TASK TO COMPLETE> Rescale everything from the start of the records down to the line containing "[676,570,738,616]", both ends included, by writing all those lines out again with the requests unchanged. Multiply every box coordinate in the answers by 1.8 and round to whole numbers, with halves going up.

++++ SOURCE MATERIAL

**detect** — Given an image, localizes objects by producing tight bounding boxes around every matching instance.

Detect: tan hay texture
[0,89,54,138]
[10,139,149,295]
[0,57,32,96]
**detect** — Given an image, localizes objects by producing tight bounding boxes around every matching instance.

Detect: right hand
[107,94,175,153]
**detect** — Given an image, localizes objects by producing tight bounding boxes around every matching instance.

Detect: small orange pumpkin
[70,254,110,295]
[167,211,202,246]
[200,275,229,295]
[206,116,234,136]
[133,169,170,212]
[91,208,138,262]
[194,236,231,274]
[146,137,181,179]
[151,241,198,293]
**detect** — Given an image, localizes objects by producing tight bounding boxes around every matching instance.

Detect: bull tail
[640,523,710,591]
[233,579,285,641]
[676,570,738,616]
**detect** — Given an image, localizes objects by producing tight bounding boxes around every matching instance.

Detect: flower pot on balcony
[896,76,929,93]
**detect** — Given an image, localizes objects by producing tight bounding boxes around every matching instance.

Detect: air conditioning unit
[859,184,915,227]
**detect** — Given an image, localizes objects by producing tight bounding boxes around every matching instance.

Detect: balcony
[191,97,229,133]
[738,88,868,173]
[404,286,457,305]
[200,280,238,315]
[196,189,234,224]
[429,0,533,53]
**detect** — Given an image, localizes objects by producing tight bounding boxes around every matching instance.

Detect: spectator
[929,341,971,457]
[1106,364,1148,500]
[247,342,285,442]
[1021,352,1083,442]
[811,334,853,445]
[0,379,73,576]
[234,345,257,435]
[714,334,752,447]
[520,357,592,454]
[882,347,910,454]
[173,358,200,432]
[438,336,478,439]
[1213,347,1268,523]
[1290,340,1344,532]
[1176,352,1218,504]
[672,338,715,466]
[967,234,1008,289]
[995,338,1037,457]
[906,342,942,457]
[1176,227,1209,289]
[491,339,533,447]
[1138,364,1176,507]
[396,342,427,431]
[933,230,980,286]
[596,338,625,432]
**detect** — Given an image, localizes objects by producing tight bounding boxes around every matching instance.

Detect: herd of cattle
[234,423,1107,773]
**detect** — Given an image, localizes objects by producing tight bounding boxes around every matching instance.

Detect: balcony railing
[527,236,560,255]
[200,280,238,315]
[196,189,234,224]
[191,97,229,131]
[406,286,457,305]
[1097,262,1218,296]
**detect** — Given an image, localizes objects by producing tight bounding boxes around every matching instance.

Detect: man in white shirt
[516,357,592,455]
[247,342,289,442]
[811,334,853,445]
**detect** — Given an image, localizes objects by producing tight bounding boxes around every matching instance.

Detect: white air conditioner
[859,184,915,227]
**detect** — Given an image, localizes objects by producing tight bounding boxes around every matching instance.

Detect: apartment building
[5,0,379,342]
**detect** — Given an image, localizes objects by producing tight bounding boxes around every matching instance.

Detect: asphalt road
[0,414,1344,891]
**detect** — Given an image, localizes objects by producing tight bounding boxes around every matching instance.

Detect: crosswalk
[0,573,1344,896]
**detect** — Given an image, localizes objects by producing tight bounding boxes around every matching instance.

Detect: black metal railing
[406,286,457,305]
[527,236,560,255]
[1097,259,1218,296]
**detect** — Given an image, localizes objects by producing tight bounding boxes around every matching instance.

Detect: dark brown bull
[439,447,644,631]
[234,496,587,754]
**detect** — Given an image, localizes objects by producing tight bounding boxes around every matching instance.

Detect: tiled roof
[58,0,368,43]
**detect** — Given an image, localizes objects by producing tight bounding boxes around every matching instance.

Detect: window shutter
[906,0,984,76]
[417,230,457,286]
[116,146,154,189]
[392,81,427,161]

++++++++

ANSWER BELOW>
**detect** — Given an image, localizes objects by producing tight bounding boxes around every matching instance.

Detect: tan hay texture
[0,160,97,248]
[18,250,268,531]
[0,103,58,173]
**detect** — Given an image, localizes objects by producing tight bounding boxes around every matching instance.

Detect: right hand
[193,169,315,275]
**detect** — Given an image, localizes objects by producing tight bounding boxes around every matching instance.

Detect: small orange pumpkin
[126,457,198,531]
[301,380,364,443]
[360,495,412,531]
[371,209,421,245]
[239,304,306,382]
[164,374,248,472]
[349,425,416,493]
[263,247,326,322]
[272,434,356,527]
**detect** — Given an image, localizes objects by producing tight bounding boxes around every matching instance.

Detect: bull tail
[1152,941,1278,1064]
[419,1042,513,1154]
[1217,1026,1328,1109]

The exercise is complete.